■ **Goal**: Leave out the pictures and copy each record below exactly.

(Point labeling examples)
** BEGIN **

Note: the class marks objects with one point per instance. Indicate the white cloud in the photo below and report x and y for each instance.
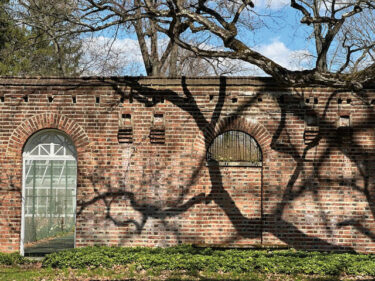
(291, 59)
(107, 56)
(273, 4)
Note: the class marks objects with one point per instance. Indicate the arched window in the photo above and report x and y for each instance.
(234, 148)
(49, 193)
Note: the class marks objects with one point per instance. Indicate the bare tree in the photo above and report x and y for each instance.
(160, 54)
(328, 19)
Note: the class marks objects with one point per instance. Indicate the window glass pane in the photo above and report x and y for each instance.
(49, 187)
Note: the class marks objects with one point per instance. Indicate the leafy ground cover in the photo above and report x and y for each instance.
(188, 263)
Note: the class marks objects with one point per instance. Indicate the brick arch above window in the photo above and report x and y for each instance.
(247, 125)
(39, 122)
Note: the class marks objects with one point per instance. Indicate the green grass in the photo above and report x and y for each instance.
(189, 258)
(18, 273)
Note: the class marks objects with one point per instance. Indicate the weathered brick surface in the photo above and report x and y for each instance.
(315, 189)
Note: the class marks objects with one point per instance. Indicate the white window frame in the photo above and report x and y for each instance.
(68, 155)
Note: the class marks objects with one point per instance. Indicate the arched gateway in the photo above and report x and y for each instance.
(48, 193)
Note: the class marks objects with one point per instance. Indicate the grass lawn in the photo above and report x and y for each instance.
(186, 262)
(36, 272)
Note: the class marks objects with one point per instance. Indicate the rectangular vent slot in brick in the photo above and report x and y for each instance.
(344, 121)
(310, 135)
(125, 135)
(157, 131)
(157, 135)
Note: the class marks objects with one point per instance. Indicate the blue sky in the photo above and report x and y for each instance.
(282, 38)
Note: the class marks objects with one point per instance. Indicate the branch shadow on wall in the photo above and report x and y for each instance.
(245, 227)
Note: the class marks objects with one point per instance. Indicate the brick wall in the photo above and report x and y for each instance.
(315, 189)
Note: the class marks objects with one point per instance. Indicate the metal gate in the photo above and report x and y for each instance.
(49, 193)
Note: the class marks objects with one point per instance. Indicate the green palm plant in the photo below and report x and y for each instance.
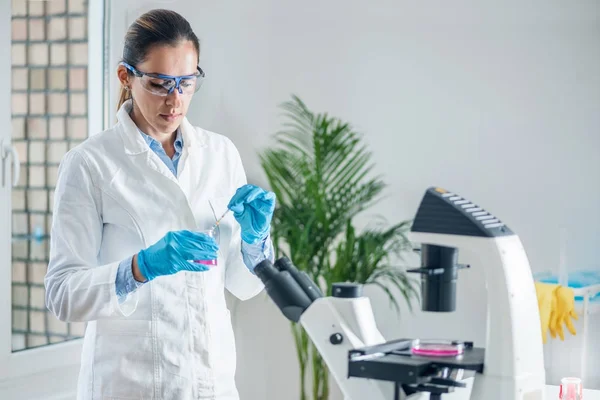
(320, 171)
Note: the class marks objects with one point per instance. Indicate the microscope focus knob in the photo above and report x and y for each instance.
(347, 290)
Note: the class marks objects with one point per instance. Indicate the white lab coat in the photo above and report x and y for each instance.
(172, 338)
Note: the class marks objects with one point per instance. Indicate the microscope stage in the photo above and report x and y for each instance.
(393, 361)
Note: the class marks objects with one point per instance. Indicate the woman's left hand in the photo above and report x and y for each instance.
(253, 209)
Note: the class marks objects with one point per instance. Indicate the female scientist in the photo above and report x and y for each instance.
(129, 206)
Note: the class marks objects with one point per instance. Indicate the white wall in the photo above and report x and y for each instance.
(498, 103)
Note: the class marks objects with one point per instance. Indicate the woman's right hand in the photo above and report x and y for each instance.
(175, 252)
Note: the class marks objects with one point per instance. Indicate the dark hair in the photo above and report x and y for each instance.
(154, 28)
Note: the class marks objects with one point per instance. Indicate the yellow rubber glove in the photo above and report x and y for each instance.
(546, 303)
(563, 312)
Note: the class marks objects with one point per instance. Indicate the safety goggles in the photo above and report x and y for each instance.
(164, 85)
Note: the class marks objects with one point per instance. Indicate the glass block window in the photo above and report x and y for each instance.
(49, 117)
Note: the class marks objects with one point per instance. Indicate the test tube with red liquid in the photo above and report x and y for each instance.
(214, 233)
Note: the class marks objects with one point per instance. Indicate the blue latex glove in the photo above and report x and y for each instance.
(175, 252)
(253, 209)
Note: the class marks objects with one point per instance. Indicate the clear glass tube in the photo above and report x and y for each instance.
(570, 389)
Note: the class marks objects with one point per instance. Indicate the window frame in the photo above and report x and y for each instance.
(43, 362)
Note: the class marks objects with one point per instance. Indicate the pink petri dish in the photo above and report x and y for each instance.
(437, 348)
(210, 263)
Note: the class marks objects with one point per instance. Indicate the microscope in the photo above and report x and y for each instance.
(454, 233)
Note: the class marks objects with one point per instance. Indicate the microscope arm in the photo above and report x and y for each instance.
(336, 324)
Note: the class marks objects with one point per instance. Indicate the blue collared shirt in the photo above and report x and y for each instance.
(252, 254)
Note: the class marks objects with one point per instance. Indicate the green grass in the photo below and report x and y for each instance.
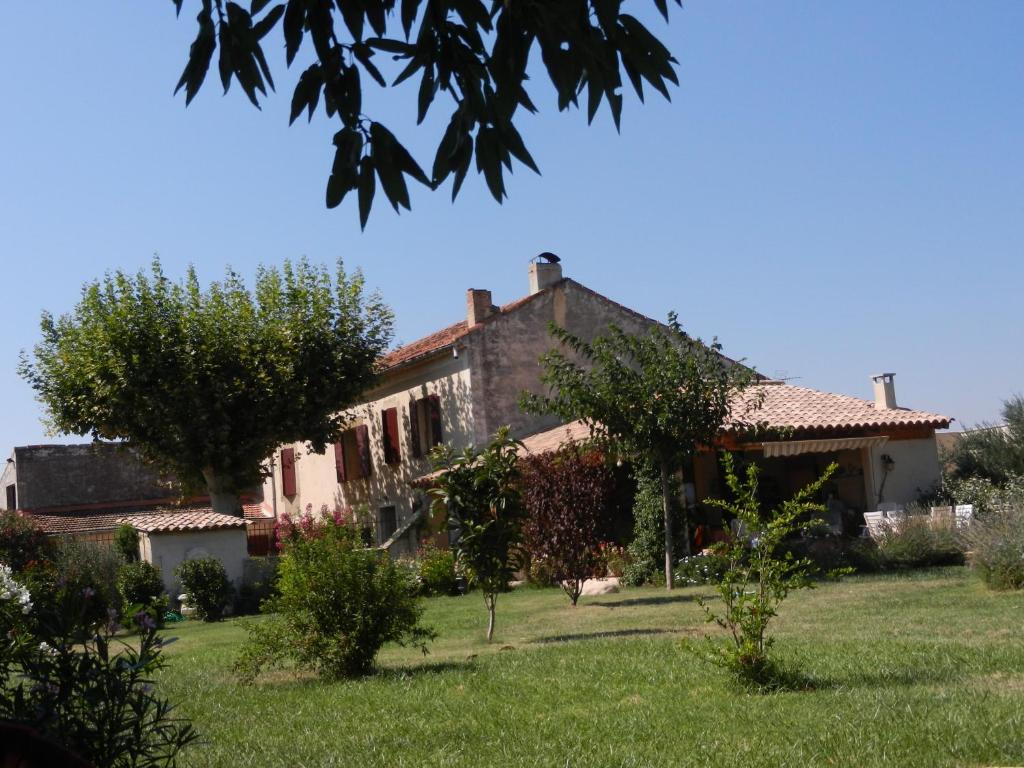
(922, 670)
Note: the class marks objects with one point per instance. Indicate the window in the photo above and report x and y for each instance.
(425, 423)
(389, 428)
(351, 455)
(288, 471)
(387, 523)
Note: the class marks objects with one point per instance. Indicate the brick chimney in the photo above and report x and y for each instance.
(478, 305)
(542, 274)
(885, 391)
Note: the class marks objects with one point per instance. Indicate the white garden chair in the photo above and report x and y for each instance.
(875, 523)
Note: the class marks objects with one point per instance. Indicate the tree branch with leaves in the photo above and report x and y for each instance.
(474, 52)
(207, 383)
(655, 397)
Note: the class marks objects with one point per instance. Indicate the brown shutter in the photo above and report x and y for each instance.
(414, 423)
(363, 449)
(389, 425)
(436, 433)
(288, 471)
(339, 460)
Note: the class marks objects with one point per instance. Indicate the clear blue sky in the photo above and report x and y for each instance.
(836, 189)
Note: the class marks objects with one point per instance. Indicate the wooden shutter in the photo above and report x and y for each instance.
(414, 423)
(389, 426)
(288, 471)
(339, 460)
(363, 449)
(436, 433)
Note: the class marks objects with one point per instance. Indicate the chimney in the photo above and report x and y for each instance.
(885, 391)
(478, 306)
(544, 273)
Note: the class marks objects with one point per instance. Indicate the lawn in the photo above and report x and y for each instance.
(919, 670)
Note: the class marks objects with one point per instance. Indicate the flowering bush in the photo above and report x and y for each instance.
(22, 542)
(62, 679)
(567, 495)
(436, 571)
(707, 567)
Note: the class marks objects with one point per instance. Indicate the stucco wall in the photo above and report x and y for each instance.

** END **

■ **Answer to the task**:
Note: the class marks objects with one point per instance. Indicate the white cloud in the photo below and report x and y for each instance.
(291, 59)
(107, 56)
(273, 4)
Note: the class marks objects with one point per instance. Indicate the arched window in the photo above and report x and y for each instance.
(234, 148)
(49, 193)
Note: the class marks objects with one point per instance. Indicate the bare tree in the photo above and report x and y for each instance.
(160, 54)
(328, 19)
Note: the class marks objects with one point per instance. Indicate the window glass pane in the photo above and report x and y for each instance.
(49, 187)
Note: the class marks objects with one point per instance. Indicate the leafy ground cover in the photo above and report x and y for each instance.
(188, 263)
Note: the class marks objects with one point per instance. Indicate the brick arch above window in the photo above and report x and y for each instance.
(247, 125)
(39, 122)
Note: the class marks objects with one point per instance. Indicate the green grass in the photo above and report x and y for each instance.
(189, 258)
(18, 273)
Note: the class marks objects with one point per instance. Indicate the weathered brick surface in the photo above and report x and y for each instance.
(315, 189)
Note: the class marks objects with one point per instance. Indicate the white window frame in the photo above and report x and y for each instance.
(68, 155)
Note: the class marks objects with one point per instance. Indicate the arched gateway in the photo above and report x and y for each instance.
(48, 193)
Note: the class marks objects with one point per instance. Indicate the grass lawn in the photo above and report x and y for each instance.
(186, 262)
(36, 272)
Note: the class marks objects with one point per instance. Indicate the rectangular vent slot in brick in the photo above and report x and y for each instance.
(344, 121)
(310, 135)
(125, 135)
(157, 131)
(157, 135)
Note: the class marks objects with one point per instance. Indicate the blue sky in the photo above and report x and y for each instance.
(282, 38)
Note: the class marks objects with one point per instance. Indicate the branch shadow on wall in the photo above and report x and y for each instance.
(245, 227)
Note: the class marks objects with one point per instance. Indicate the brick wall in the photo above and report x and y for each instance.
(315, 189)
Note: the class marks objects with one point per instance. Indicate the metal gate in the photo above and report x and y for each instance.
(49, 193)
Note: the class marks objects with one point per instance. Indicate the green palm plant in the photo below and report x and y for each instance.
(320, 171)
Note: the class marks objects with one point per instance. Indicate the microscope focus knob in the photo above and report x and y for each instance.
(347, 290)
Note: the class marks objects with one point per instance. Indicate the white lab coat in the photo above and report x and y for each instance.
(172, 338)
Note: the class marks objects with one point per instance. Indicate the microscope stage in the photo above and report x and y for each instance.
(393, 361)
Note: the class marks objects with one point per instance. Indicate the woman's left hand in the photo above and report x and y for each instance.
(253, 209)
Note: the class marks objects with one point per instance. Indicate the female scientist in the photo above and report x and y for each instance.
(129, 206)
Note: the class marks objects with one point per instance. Indicate the white wall in the photo above and report x and y for each instance.
(498, 103)
Note: the class marks objects with one point per instance. Indicate the woman's right hand in the photo above and report x and y for each instance.
(175, 252)
Note: the class marks objects with one point per instance. Indicate the dark hair in the photo above and report x and y for each instance.
(154, 28)
Note: the class marks objects with one point per instance. Indicate the yellow rubber glove in the photo above and report x and y for each instance.
(546, 303)
(563, 312)
Note: the class marks objects with one point per instance. Indicate the safety goggles in the photo above and report x and y for each instance.
(164, 85)
Note: the class marks objects with one point per instance. Indicate the glass block window in the photo above and report x and y for each instance.
(49, 117)
Note: the class marks objects with one point per instance. Indicate the test tube with red liquid in the photo above and report x and y for each instance.
(214, 233)
Note: the class marks objects with one point per instance. Indicate the blue latex glove in the photo above and report x and y for each instance.
(175, 252)
(253, 209)
Note: the class marks objects with one point per instance. Indicate the clear glass tube in the photo above and report x and y for each instance.
(570, 389)
Note: the class marks objects with one point per instance. Indicate the window frame in the photo above and report x and y for each instance.
(43, 362)
Note: the class marks objects with one point per instance. Indicate the pink petri dish in the photo above and report x and y for each instance.
(437, 348)
(210, 263)
Note: the class marks objects with one point per instance. Indicate the microscope in the photo above and report x and y for each instance.
(454, 233)
Note: the class marks objects with one point per instance. Indicate the microscope arm in the photo above and report x and y for each instance.
(336, 324)
Note: the class marks objects with one point per instance. Indicate the blue collared shirt in the photo above and report x and y for each instance.
(252, 254)
Note: the class marks objects with one point per instance. Indicate the green grass in the photo below and report x and y for each instance.
(922, 670)
Note: the class marks objects with one point per instance. Indicate the window in the photo above and report x and y for each instance.
(425, 423)
(389, 428)
(351, 455)
(288, 471)
(387, 523)
Note: the class marks objects with one point per instance. Indicate the brick chimney in the photo above and report x and y for each instance.
(478, 305)
(542, 274)
(885, 391)
Note: the class marks objects with one point per instance. Indicate the white garden chair in the photo above and report x and y for each instance.
(875, 523)
Note: the class marks objects with one point per instance. Indicate the tree branch with leaves in the photo above and report x and y for each instance.
(474, 52)
(207, 383)
(655, 397)
Note: the class marks objects with one point per instance. Indicate the brown shutter in the photo above and report x and y for each instance.
(414, 423)
(363, 449)
(389, 425)
(436, 433)
(288, 471)
(339, 460)
Note: the class marks objects with one point per instance. Indicate the clear blue sky in the photo above and report x and y for each instance.
(836, 189)
Note: the class marks objects with one point per instance. Indicate the wooden shutter in the photo above and report x and y for each instance.
(414, 423)
(389, 426)
(288, 471)
(339, 460)
(363, 449)
(436, 433)
Note: the class marks objects with one point per instance. Indicate the chimney in the photo above and report x and y for each instance.
(885, 391)
(478, 306)
(544, 273)
Note: the class marks objects with one point per instance. Indicate the lawn in the photo above and report x and y for each instance.
(919, 670)
Note: the class marks objects with one point per instance. Indicate the flowering bush in the photo above and report x and y for each instance.
(22, 542)
(62, 679)
(567, 495)
(436, 571)
(707, 567)
Note: the class marks objects with one point per instance. Indicate the stucco wall in the photo above and report x and y for each instance.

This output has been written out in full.